# Aim of the exercise
No line before the one containing "pattern on this photo." should appear; that line and all lines after it, through the end of the data, are to be set down exactly.

Dataset items:
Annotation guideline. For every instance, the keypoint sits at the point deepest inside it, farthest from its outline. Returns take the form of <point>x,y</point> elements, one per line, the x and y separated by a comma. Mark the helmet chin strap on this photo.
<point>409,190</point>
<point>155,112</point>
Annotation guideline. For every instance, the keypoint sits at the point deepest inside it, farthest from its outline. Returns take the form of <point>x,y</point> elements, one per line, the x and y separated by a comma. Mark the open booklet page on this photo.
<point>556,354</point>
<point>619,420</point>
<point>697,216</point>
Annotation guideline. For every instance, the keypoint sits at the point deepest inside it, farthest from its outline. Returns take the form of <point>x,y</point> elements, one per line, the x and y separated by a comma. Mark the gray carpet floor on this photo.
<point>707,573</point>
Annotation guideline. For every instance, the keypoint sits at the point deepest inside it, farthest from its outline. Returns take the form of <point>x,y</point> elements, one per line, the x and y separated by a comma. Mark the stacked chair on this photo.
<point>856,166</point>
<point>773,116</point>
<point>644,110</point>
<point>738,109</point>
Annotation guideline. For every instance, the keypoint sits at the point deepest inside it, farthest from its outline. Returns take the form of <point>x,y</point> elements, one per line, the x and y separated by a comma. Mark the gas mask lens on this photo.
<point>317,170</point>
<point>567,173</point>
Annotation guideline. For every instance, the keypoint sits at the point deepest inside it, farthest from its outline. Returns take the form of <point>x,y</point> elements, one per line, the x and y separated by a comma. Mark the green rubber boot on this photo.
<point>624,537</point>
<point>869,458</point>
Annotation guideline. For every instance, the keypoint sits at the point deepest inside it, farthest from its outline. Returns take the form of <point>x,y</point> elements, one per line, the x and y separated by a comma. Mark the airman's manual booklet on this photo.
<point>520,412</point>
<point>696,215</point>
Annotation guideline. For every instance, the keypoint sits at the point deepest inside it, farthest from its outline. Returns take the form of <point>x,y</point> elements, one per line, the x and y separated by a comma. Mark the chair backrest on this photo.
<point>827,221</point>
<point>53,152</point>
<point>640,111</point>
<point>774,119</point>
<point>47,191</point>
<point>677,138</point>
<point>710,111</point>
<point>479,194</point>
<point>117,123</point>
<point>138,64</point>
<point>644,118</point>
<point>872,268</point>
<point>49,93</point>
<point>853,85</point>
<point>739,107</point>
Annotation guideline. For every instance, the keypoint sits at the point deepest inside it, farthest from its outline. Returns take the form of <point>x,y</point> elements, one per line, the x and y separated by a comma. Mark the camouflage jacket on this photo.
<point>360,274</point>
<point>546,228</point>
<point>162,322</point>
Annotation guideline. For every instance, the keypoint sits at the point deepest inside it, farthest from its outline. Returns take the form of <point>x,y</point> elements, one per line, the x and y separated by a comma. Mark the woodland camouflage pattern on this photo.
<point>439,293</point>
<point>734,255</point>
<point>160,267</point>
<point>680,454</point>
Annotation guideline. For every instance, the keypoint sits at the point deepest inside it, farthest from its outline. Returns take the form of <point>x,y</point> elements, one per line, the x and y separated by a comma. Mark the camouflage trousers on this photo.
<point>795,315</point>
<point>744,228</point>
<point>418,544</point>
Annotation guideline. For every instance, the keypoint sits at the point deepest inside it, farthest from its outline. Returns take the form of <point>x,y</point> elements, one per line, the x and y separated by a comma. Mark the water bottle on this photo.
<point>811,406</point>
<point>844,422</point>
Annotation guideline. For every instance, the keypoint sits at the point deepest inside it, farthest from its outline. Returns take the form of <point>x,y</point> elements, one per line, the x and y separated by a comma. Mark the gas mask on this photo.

# Answer to this task
Annotation guideline. For every instance, the keypoint sits at the point deepest inside it, farthest from its outline. Returns take the form of <point>x,y</point> elements, one per line, the x and y separated by a comma. Mark the woodland camouflage pattern on this photo.
<point>439,293</point>
<point>734,255</point>
<point>160,267</point>
<point>680,454</point>
Annotation guideline. For every instance, the keypoint sits at the point deepest inside it, farthest from its outline. Returns take the form of <point>x,y</point> elements, one per line, the x and y separated by a comma. Mark the camouflage trousers on this photo.
<point>795,315</point>
<point>744,228</point>
<point>418,544</point>
Annotation guideline. For every instance, the keypoint sits at the point deepest inside it, farthest from its outline. Returns take the form of <point>x,y</point> elements, one per line, the x and y separated by a comma. Mark the water bottle on this photo.
<point>811,406</point>
<point>844,422</point>
Annotation guideline. For every instance, the keypoint sits at the point deepest inside it, farthest from its outline. Returns take the form of <point>x,y</point> elements, one per line, the x and y separated by a comma. Mark the gas mask on this photo.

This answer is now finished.